EXERCISE: Reproduce all of the data below, substituting "nonzero winding rule" for every occurrence of "even-odd rule" and leaving everything else unchanged. Omit the pictures from your answer.

————————

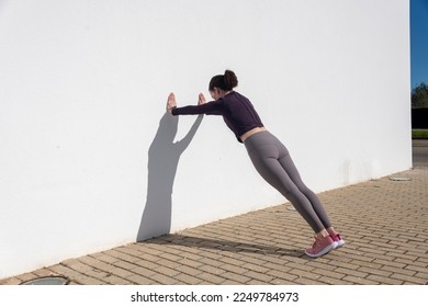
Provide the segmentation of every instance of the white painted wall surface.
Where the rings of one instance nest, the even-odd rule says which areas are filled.
[[[221,117],[165,116],[226,68],[314,191],[409,169],[408,7],[0,1],[0,277],[283,203]]]

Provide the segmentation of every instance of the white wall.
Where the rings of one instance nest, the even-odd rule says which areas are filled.
[[[283,203],[222,118],[164,116],[225,68],[316,192],[409,169],[408,7],[0,1],[0,277]]]

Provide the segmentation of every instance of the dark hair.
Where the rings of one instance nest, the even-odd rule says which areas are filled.
[[[238,86],[238,78],[232,70],[226,70],[224,75],[217,75],[211,78],[209,90],[213,91],[214,88],[218,88],[223,91],[232,91],[233,88]]]

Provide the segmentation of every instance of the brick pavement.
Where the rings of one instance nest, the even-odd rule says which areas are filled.
[[[347,241],[323,258],[304,255],[311,230],[281,205],[65,260],[0,285],[47,275],[91,285],[428,285],[427,187],[428,140],[414,141],[413,170],[319,194]]]

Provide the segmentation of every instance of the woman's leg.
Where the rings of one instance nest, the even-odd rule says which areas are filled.
[[[281,157],[279,161],[282,168],[289,174],[290,179],[293,181],[293,183],[309,200],[311,205],[314,212],[316,213],[316,215],[318,216],[319,220],[323,223],[324,228],[331,228],[331,223],[328,218],[326,209],[324,208],[318,196],[311,189],[308,189],[306,184],[303,183],[302,178],[297,171],[297,168],[295,167],[290,155],[286,154],[285,156]]]
[[[259,174],[285,198],[288,198],[315,234],[325,230],[325,226],[314,211],[311,201],[290,178],[279,161],[279,149],[275,145],[263,145],[249,152]]]

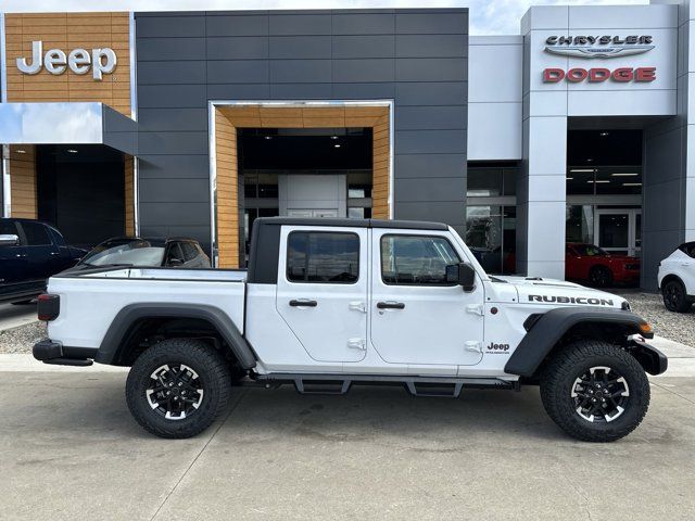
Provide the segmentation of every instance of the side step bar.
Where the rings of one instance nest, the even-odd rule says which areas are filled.
[[[390,374],[263,374],[239,385],[277,389],[292,384],[300,394],[342,395],[353,385],[403,385],[413,396],[457,398],[464,387],[519,390],[518,381],[498,378],[435,378]]]

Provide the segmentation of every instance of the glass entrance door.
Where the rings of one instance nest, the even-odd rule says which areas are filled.
[[[642,209],[596,209],[596,245],[621,255],[640,256],[642,250]]]

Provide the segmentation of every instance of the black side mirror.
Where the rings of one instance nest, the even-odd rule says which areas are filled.
[[[464,291],[473,291],[476,270],[468,263],[450,264],[446,266],[446,282],[458,284]]]

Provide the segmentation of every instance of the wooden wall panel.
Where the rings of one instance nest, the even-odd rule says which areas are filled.
[[[20,152],[24,151],[24,153]],[[36,204],[36,149],[34,145],[10,147],[11,216],[38,218]]]
[[[37,13],[7,14],[8,101],[99,101],[130,116],[130,50],[128,13]],[[116,68],[94,80],[91,69],[61,75],[46,68],[36,75],[21,73],[16,59],[30,59],[31,42],[41,40],[43,53],[58,48],[66,54],[75,48],[88,52],[110,47],[116,53]]]
[[[215,109],[215,164],[217,168],[217,247],[219,267],[239,267],[239,166],[237,128],[371,127],[374,165],[371,216],[389,218],[390,114],[388,106],[262,105]]]
[[[125,232],[135,236],[135,158],[125,157]]]

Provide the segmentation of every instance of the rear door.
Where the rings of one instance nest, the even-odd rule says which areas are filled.
[[[317,361],[359,361],[367,334],[368,230],[283,227],[276,307]]]

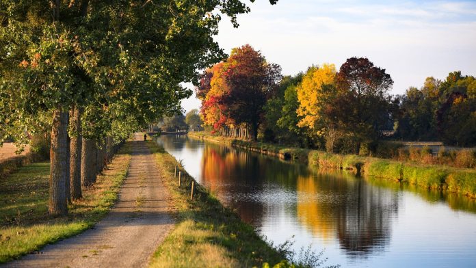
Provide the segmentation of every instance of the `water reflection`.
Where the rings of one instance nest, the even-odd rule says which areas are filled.
[[[331,263],[343,267],[451,267],[455,252],[460,266],[476,267],[471,250],[476,245],[476,217],[448,209],[474,211],[474,200],[342,172],[321,172],[183,136],[164,136],[158,142],[276,243],[296,235],[295,249],[326,247]],[[442,227],[448,224],[451,228]],[[438,236],[444,239],[435,239]]]

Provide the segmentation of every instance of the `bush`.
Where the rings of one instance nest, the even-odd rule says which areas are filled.
[[[358,149],[360,149],[357,146],[358,144],[358,141],[354,137],[349,135],[341,137],[335,142],[336,152],[344,155],[355,155],[358,152]]]
[[[431,164],[433,163],[433,150],[429,147],[425,146],[420,150],[420,161]]]
[[[476,151],[474,150],[462,150],[456,153],[454,161],[458,168],[476,168]]]

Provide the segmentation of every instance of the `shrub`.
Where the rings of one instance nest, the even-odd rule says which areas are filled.
[[[453,172],[448,175],[446,184],[449,191],[460,193],[471,197],[476,196],[475,172]]]
[[[357,146],[358,142],[356,138],[350,135],[339,137],[336,140],[335,144],[336,152],[341,154],[356,154],[358,149],[360,149]]]
[[[400,148],[397,150],[397,160],[406,161],[410,159],[410,151],[406,148]]]
[[[364,157],[371,157],[377,150],[377,143],[373,142],[362,142],[360,144],[358,155]]]
[[[410,146],[408,148],[408,159],[411,161],[419,161],[420,159],[420,149]]]
[[[476,168],[476,151],[474,150],[462,150],[456,153],[455,165],[458,168]]]
[[[433,163],[433,150],[429,147],[425,146],[420,150],[420,161],[431,164]]]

————————

FINISHED ANSWER:
Provide the segmentation of every instance of the white painted wall surface.
Where the rings of one instance nest, the nonzero winding rule says which areas are filled.
[[[221,117],[165,116],[226,68],[314,191],[409,169],[408,7],[0,1],[0,277],[283,203]]]

Provide the segmentation of every instance of the white wall.
Where the rings of one instance nest, the nonzero winding rule says which areas are filled.
[[[283,203],[222,118],[164,116],[225,68],[316,192],[409,169],[408,7],[0,1],[0,277]]]

Provide the segmentation of every instance of the dark hair.
Where the rings of one instance nest, the nonzero winding rule says which areas are filled.
[[[238,86],[238,78],[232,70],[226,70],[224,75],[217,75],[211,78],[209,90],[213,91],[214,88],[218,88],[223,91],[232,91],[233,88]]]

Provide the segmentation of every instance of the brick pavement.
Where the rings of one instance nest, the nonzero winding rule says which areas are filled.
[[[347,241],[323,258],[304,255],[311,230],[281,205],[65,260],[0,285],[47,275],[91,285],[428,285],[427,187],[428,140],[414,141],[413,170],[319,194]]]

Provide the segmentation of every instance of the woman's leg.
Where the rings of one instance nest, the nonzero winding rule says which areas are filled.
[[[281,157],[279,161],[282,168],[289,174],[290,179],[293,181],[293,183],[309,200],[311,205],[314,212],[316,213],[316,215],[318,216],[319,220],[323,223],[324,228],[331,228],[331,223],[328,218],[326,209],[324,208],[318,196],[311,189],[308,189],[306,184],[303,183],[302,178],[297,171],[297,168],[295,167],[290,155],[286,154],[285,156]]]
[[[259,174],[285,198],[288,198],[315,234],[325,230],[325,226],[314,211],[311,201],[290,178],[279,161],[279,149],[275,145],[263,145],[249,152]]]

Provide the segmentation of every instance of the side step bar.
Where the rings of one instance nest, the nonzero winding rule says which areas are filled.
[[[390,374],[263,374],[239,385],[277,389],[292,384],[300,394],[342,395],[353,385],[403,385],[413,396],[457,398],[464,387],[519,390],[518,381],[498,378],[435,378]]]

Provide the segmentation of every instance of the glass entrance door.
Where the rings of one instance nest, the nonzero winding rule says which areas are filled.
[[[642,209],[596,209],[596,245],[621,255],[640,256],[642,250]]]

Provide the segmentation of every instance of the black side mirror.
Where the rings of one instance nest, the nonzero winding rule says which areas are filled.
[[[464,291],[473,291],[476,270],[468,263],[450,264],[446,266],[446,282],[458,284]]]

Provide the segmentation of every instance of the wooden wall panel.
Where the rings of one instance nest, the nonzero winding rule says which areas are filled.
[[[20,152],[24,151],[24,153]],[[36,204],[36,149],[34,145],[10,147],[11,216],[38,218]]]
[[[37,13],[7,14],[8,101],[99,101],[130,116],[130,50],[128,13]],[[116,68],[94,80],[91,69],[61,75],[46,68],[36,75],[21,73],[16,59],[30,59],[31,42],[41,40],[43,53],[58,48],[66,54],[75,48],[88,52],[110,47],[116,53]]]
[[[215,109],[215,164],[217,168],[217,247],[219,267],[239,267],[239,166],[237,128],[371,127],[374,165],[371,216],[389,218],[390,114],[388,106],[262,105]]]
[[[125,232],[135,236],[135,158],[125,157]]]

Provide the segmentation of every instance of the rear door.
Where the rings of one instance nest, the nonzero winding rule says which areas are filled.
[[[317,361],[359,361],[367,334],[368,230],[283,227],[276,307]]]

Provide the segmentation of every instance of the `water reflection`.
Where the rings of one instance nest, the nonzero winding rule says which areas are filled.
[[[331,263],[343,267],[451,267],[455,252],[460,266],[476,267],[471,250],[476,245],[476,217],[448,209],[474,211],[474,200],[342,172],[321,172],[183,136],[164,136],[158,142],[276,243],[296,235],[295,249],[326,247]],[[442,227],[448,224],[451,228]],[[438,236],[444,239],[435,239]]]

Provide the segmentation of every instance of the `bush`.
Where the rings of one instance nest, the nonzero winding rule says which areas are filled.
[[[358,149],[360,149],[357,146],[358,144],[358,141],[354,137],[349,135],[341,137],[335,142],[336,152],[344,155],[355,155],[358,152]]]
[[[431,164],[433,163],[433,150],[429,147],[425,146],[420,150],[420,161]]]
[[[476,151],[474,150],[462,150],[456,153],[454,161],[458,168],[476,168]]]

Provide the segmentation of every instance of the `shrub`.
Where the rings of one instance nest, the nonzero winding rule says which areas are filled.
[[[453,172],[448,175],[446,184],[449,191],[460,193],[471,197],[476,196],[475,172]]]
[[[357,146],[358,142],[356,138],[350,135],[339,137],[336,140],[335,144],[336,152],[341,154],[356,154],[358,149],[360,149]]]
[[[400,148],[397,150],[397,160],[406,161],[410,159],[410,151],[406,148]]]
[[[364,157],[371,157],[377,150],[377,143],[373,142],[362,142],[360,144],[358,155]]]
[[[410,146],[408,148],[408,159],[411,161],[419,161],[420,159],[420,149]]]
[[[476,168],[476,151],[474,150],[462,150],[456,153],[455,165],[458,168]]]
[[[433,163],[433,150],[429,147],[425,146],[420,150],[420,161],[431,164]]]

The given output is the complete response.